§ Requirement
Can you output the stretch of the listing that opens with the line containing "for every instance of the hairy" and closes with the line containing "(1018, 247)", both ends included and nothing else, as a Markdown table with a "Row" column numbering each row and a "Line" column holding the text, leaving out blank lines?

§ Provided records
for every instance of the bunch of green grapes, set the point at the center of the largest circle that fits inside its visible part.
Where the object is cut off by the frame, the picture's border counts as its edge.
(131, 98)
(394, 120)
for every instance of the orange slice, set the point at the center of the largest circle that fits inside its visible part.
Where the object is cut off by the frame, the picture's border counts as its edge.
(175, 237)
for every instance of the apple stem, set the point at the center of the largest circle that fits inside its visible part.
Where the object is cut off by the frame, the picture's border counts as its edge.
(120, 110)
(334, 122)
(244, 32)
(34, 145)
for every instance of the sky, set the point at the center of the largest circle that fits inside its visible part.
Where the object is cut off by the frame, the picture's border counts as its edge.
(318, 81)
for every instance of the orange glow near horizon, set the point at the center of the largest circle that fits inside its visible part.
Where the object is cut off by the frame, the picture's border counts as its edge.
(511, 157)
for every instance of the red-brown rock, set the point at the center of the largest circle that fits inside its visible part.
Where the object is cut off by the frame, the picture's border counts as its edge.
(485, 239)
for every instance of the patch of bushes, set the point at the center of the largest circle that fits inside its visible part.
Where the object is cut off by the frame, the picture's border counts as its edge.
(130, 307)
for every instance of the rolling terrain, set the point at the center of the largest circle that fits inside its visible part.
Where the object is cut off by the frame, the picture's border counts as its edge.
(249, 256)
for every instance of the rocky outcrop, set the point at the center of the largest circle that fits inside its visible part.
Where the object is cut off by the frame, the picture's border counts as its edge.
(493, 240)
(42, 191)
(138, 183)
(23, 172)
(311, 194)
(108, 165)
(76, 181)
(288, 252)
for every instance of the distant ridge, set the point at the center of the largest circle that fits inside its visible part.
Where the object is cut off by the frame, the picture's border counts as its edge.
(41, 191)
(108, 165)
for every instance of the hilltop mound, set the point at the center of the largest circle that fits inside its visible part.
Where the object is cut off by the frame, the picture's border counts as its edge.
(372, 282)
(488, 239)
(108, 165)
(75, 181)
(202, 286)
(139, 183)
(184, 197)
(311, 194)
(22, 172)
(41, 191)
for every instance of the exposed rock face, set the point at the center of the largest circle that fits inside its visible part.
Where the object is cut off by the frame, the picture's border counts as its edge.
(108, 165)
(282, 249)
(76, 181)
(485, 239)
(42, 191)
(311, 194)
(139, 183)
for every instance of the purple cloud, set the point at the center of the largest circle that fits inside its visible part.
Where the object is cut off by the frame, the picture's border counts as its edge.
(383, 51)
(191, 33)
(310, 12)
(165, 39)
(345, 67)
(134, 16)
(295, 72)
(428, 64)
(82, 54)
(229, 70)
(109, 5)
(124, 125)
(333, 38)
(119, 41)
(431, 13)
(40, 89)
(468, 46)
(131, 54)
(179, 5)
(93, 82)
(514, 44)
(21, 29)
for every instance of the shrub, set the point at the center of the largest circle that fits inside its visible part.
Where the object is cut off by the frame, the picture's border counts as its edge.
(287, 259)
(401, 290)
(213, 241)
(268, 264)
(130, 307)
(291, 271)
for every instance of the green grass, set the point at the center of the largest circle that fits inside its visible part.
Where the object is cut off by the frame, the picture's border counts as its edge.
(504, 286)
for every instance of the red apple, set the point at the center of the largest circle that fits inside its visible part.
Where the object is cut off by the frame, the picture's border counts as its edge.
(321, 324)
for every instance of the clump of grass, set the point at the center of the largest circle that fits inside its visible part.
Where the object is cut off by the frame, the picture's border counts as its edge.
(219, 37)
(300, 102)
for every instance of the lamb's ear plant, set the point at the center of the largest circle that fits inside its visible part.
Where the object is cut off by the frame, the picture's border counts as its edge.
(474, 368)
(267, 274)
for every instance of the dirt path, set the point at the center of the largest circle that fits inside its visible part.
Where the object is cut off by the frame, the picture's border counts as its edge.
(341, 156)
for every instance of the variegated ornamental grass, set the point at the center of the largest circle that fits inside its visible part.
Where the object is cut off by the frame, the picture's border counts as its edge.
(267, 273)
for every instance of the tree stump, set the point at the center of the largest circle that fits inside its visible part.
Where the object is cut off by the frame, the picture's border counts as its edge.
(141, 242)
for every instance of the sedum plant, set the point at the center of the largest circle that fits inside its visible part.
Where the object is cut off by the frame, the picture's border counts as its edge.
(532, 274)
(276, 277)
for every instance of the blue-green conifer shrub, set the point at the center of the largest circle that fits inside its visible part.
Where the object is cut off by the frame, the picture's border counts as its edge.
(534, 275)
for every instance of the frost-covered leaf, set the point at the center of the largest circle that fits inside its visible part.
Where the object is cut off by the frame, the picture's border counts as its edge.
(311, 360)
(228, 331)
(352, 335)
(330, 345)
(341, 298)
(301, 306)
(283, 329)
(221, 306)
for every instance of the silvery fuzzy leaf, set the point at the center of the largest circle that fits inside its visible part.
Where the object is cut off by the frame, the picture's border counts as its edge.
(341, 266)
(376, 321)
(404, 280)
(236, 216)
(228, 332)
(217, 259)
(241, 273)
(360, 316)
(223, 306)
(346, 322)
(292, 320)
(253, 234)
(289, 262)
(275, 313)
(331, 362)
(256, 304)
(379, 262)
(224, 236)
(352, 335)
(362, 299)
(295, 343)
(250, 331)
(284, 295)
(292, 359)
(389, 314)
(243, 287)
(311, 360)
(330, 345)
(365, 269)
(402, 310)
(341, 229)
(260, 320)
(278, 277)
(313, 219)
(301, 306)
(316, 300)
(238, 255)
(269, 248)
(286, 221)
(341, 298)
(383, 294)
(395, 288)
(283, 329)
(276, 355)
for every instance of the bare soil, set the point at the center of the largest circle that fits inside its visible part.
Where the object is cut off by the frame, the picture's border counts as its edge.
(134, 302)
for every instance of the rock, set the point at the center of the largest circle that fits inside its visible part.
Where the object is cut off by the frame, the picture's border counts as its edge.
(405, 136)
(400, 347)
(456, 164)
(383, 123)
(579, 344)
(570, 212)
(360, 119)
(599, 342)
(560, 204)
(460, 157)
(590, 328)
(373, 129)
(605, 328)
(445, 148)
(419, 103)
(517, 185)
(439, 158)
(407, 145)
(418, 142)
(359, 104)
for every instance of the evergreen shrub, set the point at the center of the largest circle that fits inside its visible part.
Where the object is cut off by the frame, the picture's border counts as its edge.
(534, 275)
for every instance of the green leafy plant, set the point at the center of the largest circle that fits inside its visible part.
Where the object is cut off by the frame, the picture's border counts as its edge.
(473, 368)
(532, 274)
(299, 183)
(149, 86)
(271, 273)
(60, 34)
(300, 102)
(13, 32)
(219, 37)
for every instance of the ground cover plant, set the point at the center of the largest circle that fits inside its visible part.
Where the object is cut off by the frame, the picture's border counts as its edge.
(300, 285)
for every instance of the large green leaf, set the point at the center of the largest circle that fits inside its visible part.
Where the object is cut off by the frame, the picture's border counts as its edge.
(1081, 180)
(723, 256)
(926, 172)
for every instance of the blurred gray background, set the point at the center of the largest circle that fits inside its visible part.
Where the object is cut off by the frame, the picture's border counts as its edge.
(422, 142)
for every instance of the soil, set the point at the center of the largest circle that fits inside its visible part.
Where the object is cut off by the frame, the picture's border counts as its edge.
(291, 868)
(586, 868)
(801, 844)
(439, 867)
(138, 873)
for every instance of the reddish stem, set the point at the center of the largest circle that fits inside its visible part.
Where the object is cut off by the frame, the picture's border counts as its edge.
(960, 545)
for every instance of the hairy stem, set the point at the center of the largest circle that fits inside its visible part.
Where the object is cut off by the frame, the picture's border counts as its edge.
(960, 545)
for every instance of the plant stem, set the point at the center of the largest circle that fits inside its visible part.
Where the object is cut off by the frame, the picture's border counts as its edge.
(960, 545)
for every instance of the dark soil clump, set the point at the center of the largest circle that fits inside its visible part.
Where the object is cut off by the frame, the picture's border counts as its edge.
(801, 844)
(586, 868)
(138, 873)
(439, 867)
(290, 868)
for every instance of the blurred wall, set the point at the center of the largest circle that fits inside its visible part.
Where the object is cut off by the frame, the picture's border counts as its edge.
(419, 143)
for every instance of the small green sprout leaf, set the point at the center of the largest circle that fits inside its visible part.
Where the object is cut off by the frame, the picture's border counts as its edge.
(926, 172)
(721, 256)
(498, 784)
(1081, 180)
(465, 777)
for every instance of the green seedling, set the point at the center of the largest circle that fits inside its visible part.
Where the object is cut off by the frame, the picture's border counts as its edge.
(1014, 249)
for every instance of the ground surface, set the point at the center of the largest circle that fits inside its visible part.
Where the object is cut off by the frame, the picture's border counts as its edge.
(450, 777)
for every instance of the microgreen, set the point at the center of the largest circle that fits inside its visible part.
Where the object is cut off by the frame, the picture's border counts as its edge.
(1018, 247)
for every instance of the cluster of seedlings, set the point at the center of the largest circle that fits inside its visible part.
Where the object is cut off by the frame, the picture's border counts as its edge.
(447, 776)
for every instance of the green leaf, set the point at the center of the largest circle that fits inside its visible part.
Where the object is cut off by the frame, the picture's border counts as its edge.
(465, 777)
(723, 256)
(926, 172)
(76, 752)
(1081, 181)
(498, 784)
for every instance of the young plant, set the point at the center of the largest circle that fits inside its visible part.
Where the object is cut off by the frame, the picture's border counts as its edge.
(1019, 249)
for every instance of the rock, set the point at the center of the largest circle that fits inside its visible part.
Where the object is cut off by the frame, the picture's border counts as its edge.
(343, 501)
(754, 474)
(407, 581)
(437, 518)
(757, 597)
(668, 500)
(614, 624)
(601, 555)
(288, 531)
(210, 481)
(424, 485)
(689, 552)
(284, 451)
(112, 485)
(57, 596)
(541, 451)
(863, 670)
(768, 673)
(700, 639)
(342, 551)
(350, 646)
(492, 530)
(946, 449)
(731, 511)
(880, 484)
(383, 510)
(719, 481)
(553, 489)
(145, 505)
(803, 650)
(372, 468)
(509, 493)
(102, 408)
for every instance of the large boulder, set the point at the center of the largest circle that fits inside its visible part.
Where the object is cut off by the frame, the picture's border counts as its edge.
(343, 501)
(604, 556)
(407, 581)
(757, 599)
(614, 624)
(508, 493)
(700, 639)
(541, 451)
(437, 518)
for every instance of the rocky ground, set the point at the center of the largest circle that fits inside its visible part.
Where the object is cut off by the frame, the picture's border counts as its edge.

§ Response to this exercise
| Row | Line |
|---|---|
| 1 | for every instance of the hairy stem, set the point at the center of the largest circle that fits inside its visible part. |
| 2 | Where the object is cut off by the frame, the picture's border counts as its edge. |
| 3 | (960, 545) |
| 4 | for every instance of the plant stem, set the point at the center of the largest circle that fits inside its visible part. |
| 5 | Where the object is cut off by the frame, the picture's border counts as its edge. |
| 6 | (960, 545) |
| 7 | for every instance of the dark soil clump, set the point at the center of the largest circle that fits inside its visible part. |
| 8 | Where the object is cut off by the frame, the picture's border counts as its edge. |
| 9 | (801, 844) |
| 10 | (586, 868) |
| 11 | (138, 873) |
| 12 | (439, 867) |
| 13 | (290, 868) |
| 14 | for every instance of the blurred wall, set the point at the center of the largest circle that fits inside its visible part. |
| 15 | Where the object is cut off by the frame, the picture's border counts as its edge. |
| 16 | (419, 143) |
| 17 | for every instance of the small green sprout leaf, set the point at the center of the largest circle that fits inside its visible part. |
| 18 | Where the object is cut off by the frame, the picture's border counts as its edge. |
| 19 | (926, 172) |
| 20 | (721, 256) |
| 21 | (498, 784) |
| 22 | (1081, 180) |
| 23 | (465, 777) |
| 24 | for every instance of the green seedling, set the point at the center of the largest circle that fits inside its visible part. |
| 25 | Where the object is cut off by the frame, the picture's border counts as its edge. |
| 26 | (1014, 249) |
| 27 | for every instance of the ground surface, set the point at the center of the largest circle that fits inside its visible part. |
| 28 | Where the object is cut off by the frame, the picture's border counts as its edge. |
| 29 | (450, 777) |
| 30 | for every instance of the microgreen, set the point at the center of the largest circle that fits inside its visible part. |
| 31 | Where the object is cut off by the frame, the picture's border counts as its edge. |
| 32 | (1018, 247) |